[WHAT IS BEING ASKED]
Your reply should reproduce each record precisely as written.

--- RECORDS FOR PROCESSING Enclosed Below ---

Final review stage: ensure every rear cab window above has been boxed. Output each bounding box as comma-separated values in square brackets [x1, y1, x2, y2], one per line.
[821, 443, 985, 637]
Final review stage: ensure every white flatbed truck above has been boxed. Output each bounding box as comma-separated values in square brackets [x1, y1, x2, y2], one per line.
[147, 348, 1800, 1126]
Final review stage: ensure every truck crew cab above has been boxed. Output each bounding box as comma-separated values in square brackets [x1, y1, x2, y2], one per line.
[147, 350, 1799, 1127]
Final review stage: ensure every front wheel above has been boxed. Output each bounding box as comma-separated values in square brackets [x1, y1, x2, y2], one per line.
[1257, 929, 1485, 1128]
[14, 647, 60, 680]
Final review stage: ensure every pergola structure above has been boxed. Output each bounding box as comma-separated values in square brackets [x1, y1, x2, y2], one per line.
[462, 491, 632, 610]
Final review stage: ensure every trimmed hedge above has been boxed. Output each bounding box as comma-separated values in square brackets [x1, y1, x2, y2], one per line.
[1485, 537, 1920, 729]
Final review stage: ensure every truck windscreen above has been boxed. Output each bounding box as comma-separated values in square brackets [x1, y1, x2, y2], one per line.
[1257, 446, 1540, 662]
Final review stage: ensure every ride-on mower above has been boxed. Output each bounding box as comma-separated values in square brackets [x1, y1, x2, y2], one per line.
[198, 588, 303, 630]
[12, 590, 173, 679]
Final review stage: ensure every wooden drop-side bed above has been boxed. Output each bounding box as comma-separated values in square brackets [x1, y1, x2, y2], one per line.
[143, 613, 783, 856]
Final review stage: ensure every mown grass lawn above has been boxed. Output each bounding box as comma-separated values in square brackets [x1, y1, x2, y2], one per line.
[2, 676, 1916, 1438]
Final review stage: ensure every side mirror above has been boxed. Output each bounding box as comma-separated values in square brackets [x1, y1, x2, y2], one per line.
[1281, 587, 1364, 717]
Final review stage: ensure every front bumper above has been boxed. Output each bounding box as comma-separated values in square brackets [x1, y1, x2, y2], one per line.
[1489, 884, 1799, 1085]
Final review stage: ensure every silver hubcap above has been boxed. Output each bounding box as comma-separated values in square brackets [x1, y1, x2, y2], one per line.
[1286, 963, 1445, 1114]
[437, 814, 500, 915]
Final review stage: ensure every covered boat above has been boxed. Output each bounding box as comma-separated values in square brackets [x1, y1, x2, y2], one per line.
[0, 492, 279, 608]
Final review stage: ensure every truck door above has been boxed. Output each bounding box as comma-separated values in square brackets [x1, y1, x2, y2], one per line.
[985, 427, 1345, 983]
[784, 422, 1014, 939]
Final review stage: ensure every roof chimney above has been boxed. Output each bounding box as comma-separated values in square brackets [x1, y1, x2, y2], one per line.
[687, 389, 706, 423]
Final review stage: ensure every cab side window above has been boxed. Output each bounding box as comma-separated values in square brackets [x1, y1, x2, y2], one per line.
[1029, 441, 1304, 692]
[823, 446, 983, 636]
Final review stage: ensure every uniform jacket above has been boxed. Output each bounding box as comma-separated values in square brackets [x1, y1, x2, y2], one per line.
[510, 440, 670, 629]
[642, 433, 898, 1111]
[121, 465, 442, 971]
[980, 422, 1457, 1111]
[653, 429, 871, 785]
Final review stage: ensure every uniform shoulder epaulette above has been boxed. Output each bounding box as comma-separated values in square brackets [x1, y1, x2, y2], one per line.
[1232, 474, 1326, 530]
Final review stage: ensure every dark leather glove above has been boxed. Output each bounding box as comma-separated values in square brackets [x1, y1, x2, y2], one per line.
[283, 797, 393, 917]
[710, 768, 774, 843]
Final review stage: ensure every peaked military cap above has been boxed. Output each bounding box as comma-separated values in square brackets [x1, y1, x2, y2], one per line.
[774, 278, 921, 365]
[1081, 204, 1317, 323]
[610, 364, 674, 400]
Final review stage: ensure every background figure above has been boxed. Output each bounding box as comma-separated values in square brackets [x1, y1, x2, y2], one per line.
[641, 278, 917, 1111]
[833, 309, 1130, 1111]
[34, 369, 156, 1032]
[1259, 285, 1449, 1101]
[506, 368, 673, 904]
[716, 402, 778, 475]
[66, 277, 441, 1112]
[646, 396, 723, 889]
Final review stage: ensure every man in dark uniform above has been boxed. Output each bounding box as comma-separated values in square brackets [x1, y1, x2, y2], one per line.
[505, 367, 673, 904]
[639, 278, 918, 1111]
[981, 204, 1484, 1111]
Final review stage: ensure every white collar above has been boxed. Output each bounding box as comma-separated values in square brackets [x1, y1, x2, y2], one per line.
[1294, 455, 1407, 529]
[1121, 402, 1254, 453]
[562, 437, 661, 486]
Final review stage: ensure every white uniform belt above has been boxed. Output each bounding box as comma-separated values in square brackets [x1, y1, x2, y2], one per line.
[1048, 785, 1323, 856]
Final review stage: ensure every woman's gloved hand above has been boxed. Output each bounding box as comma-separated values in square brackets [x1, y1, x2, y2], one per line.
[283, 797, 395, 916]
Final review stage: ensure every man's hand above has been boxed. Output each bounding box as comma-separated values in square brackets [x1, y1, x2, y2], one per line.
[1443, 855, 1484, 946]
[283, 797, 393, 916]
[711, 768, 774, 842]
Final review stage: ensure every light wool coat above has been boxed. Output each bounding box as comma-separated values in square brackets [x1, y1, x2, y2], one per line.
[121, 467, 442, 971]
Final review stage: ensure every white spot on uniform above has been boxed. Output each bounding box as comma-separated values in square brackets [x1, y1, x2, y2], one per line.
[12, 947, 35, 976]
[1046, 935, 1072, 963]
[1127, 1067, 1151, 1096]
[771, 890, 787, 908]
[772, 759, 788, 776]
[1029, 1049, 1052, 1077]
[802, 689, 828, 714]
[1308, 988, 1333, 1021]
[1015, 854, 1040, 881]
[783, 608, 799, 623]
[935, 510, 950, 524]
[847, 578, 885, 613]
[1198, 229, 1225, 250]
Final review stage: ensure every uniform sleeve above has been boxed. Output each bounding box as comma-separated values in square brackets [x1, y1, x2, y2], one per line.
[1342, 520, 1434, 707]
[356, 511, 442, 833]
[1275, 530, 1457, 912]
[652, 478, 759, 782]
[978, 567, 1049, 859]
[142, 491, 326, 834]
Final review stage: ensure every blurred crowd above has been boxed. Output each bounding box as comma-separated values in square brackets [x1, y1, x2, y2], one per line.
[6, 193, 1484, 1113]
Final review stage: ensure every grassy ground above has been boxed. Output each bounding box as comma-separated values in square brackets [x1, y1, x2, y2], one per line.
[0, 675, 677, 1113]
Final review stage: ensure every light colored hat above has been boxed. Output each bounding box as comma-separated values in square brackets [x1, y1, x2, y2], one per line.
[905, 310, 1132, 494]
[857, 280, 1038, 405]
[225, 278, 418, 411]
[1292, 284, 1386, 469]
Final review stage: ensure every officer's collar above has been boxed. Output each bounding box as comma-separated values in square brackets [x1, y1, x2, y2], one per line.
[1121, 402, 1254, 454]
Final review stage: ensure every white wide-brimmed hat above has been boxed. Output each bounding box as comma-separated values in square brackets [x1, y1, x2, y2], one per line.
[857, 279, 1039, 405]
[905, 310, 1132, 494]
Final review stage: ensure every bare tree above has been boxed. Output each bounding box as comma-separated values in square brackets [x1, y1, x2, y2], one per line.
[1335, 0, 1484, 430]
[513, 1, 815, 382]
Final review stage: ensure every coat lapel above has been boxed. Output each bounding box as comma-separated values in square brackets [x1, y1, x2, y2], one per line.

--- End of Enclosed RECORDS FOR PROCESSING ---

[WRITTEN REPLY]
Final review stage: ensure every rear cab window above has been boxed. Output each bounding box as comma-separated values in square brackets [x1, y1, x2, y2], one per line.
[821, 443, 985, 637]
Final review stage: ensure every white flatbed truck above has been boxed. Output each bounding box as comma-separated values in square brackets [x1, y1, x2, y2], one per line.
[147, 348, 1800, 1126]
Final review stage: ensure every truck crew cab above has been boxed. Output each bounding box as comma-separated values in square brackets [x1, y1, x2, y2], one per line.
[147, 350, 1799, 1127]
Final review stage: ensure every front wheel above has been boxed. Output each bounding box as comma-separated values in square brackets [x1, y1, x2, y2], one per line.
[1257, 929, 1485, 1128]
[14, 647, 60, 680]
Final review stage: ensure every pergola structure above has been boxed. Output each bounding box as comma-separated values in square brackets [x1, y1, x2, y2], one per line.
[462, 491, 632, 610]
Final review stage: ensure every trimmed hedge above has been boxed. Output each bounding box as comma-separated values in square brackets [x1, y1, x2, y2], one per line.
[1485, 537, 1920, 729]
Final review stage: ensure every truck windscreen above has been boxed. Output each bounding box as comma-separated values in square brackets [x1, y1, x2, y2], one per line.
[1257, 446, 1540, 662]
Final review stage: ensure every ride-on mower above has been boxed. Output each bounding box as comma-separated values in square brackets [x1, y1, x2, y2], one per line.
[198, 588, 303, 630]
[12, 590, 173, 679]
Final review stage: ensure every wooden drop-side bed above has been boxed. Output each bounding box as comma-separated values in square brackets [x1, y1, x2, y2], one per line.
[143, 613, 783, 856]
Final review stage: ensure every mown grass lawn above has been boxed. Output each bounding box as comma-separated values in square brackets [x1, y1, x2, y2], one per line.
[2, 676, 1916, 1438]
Final review stage: ensure every side mirror above has been boxed. Output each bounding box as comma-separated values in square brackets [x1, y1, x2, y2], one per line.
[1281, 587, 1364, 717]
Final review stage: ensure every front bumper above has been boxed. Output each bounding box as comma-separated values in square brackets [x1, y1, x2, y2], one per line.
[1489, 884, 1799, 1085]
Final review stage: ensure every silver hubcap above has been boxed. Output each bounding box as comma-separated values in square brackets [x1, y1, x2, y2], one per line.
[1286, 963, 1445, 1114]
[437, 814, 500, 915]
Final review stage: ensure every covered boat above has been boxed. Output each bounding box as comma-separated values in square brackets [x1, y1, x2, y2], one per line.
[0, 492, 279, 608]
Final review stage: ensure every truck door above has been boxed. Output each bounding box as comma-separated values in square brackets [x1, y1, x2, y2], one per line.
[985, 427, 1345, 983]
[784, 422, 1014, 939]
Final review stage: ensure every roof chimney above has been boxed. Output each bounding box as comma-separated values in square brackets [x1, y1, x2, y2], one per line.
[687, 389, 706, 423]
Final review stage: ensure every cab side window above has been boxed. Output each bounding box as comma-separated values in square brackets [x1, y1, x2, y2], one per line.
[1029, 441, 1304, 692]
[823, 446, 983, 636]
Final review stage: ensure every uniform jacket above has been boxed. Output each bounding box as comma-separated values in square brackets [x1, y1, x2, y2], one per line.
[510, 440, 670, 629]
[642, 433, 898, 1111]
[121, 465, 442, 971]
[980, 422, 1457, 1111]
[653, 429, 871, 785]
Final review stage: ensure every uniform shoulder epaulette above has been boxed. Output each bounding box as comma-separated values in square brackets [x1, y1, x2, y2], one per line.
[1232, 474, 1326, 530]
Final review stage: ensure every dark leather glove above has been boxed. Output each bounding box as comma-separated values in square brackets [x1, y1, x2, y2], one per line.
[283, 797, 393, 917]
[710, 768, 774, 843]
Final review stage: ensure every peaked military cap above has been boxed. Output each bounding box as comma-separated values in square brackets [x1, y1, x2, y2], one per line.
[774, 278, 921, 365]
[1081, 204, 1317, 323]
[610, 364, 674, 400]
Final review stage: ensure every background figure above has been boxed. Output each bounding box as comma-separated values in square brackets [x1, y1, x2, y2], one per line.
[641, 278, 917, 1111]
[833, 309, 1130, 1111]
[34, 369, 156, 1032]
[1259, 285, 1449, 1101]
[506, 368, 673, 904]
[716, 402, 778, 475]
[66, 277, 441, 1112]
[646, 396, 723, 889]
Final review stage: ensure every man in dark uniform above has been boxed. Output each bounding box as comma-separated values in square brackets [x1, y1, x2, y2], one per line.
[505, 367, 673, 904]
[639, 278, 918, 1111]
[981, 204, 1484, 1111]
Final review stage: ensure every white collar above has been boxed. Output each bounding box as comma-separated values in square brackets [x1, y1, x2, y2], one per line.
[1294, 455, 1407, 529]
[1121, 402, 1254, 453]
[562, 437, 661, 486]
Final review stage: ensure every white uniform belt above has been boxed. Output each bounding box as comma-separated values in square brackets [x1, y1, x2, y2], one per line.
[1048, 785, 1323, 856]
Final review stage: ensure every woman's gloved hand above has been boxed. Output each bounding box as comma-separated values in square brackets [x1, y1, x2, y2], one per line.
[283, 797, 395, 916]
Final review stage: ensure every man's hand above has been boxed. Output each bounding box as comma-separated values in square brackets [x1, y1, x2, y2], one per line.
[1443, 855, 1484, 946]
[283, 797, 393, 916]
[711, 768, 774, 842]
Final review stage: ensure every light wool coat above has been boxed. Output each bounding box as comma-separated values in square brackets [x1, y1, x2, y2], one per line.
[121, 467, 442, 971]
Final review stage: ensure every white spot on uniform above has been boxed. Output each bounding box as comma-separated values in square brackets [x1, y1, x2, y2], one per line.
[12, 947, 35, 976]
[1046, 935, 1072, 963]
[1127, 1067, 1151, 1096]
[771, 890, 787, 908]
[772, 759, 788, 776]
[1029, 1049, 1052, 1077]
[802, 689, 828, 714]
[1308, 988, 1333, 1021]
[1015, 854, 1040, 881]
[783, 608, 799, 623]
[935, 510, 950, 524]
[847, 578, 885, 613]
[1198, 229, 1225, 250]
Final review stage: ensure every uniform sleeve above has been boxed. Output each bounding box as comma-separated values in square brackets [x1, y1, x2, y2], one per line.
[1342, 520, 1434, 707]
[356, 511, 442, 833]
[1275, 530, 1457, 912]
[652, 478, 759, 782]
[978, 567, 1049, 859]
[142, 491, 326, 834]
Final review stage: ensure every blurred crowd above has been boxed. Output each bounding box as comma-separated values in square brackets [x1, y1, x2, y2], one per line.
[6, 193, 1484, 1113]
Final review stage: ensure every grassy ground above has been boxed. Output each bounding box as comma-separated values in square brackets [x1, y1, x2, y2], one per line.
[0, 675, 677, 1113]
Final review stage: ensure every light colored hat above has been boxed. Output each bounding box as comma-separated values in square brackets [x1, y1, x2, y2], one per line.
[905, 310, 1132, 494]
[857, 280, 1038, 405]
[225, 278, 418, 411]
[1292, 284, 1386, 469]
Final review stage: ensure every officer's collar above has been boxed. Output each bounding box as comma-separated values in square brackets [x1, y1, x2, y2], one per line.
[1121, 402, 1254, 454]
Final review stage: ensure every white wide-brimmed hat above has been boxed. Output each bounding box as comma-separated values in square brackets [x1, y1, x2, y2], one per line.
[857, 279, 1039, 405]
[905, 310, 1132, 494]
Final review stage: ensure every bare tree above has been boxed. Output each bounding box as comma-separated values in square brackets [x1, y1, x2, y2], one per line.
[1335, 0, 1484, 430]
[513, 1, 815, 382]
Final review stage: ensure every coat lapel above has been boxed. Output each bounding box as comma-separated values in square brackets [x1, y1, x2, y2], one per line.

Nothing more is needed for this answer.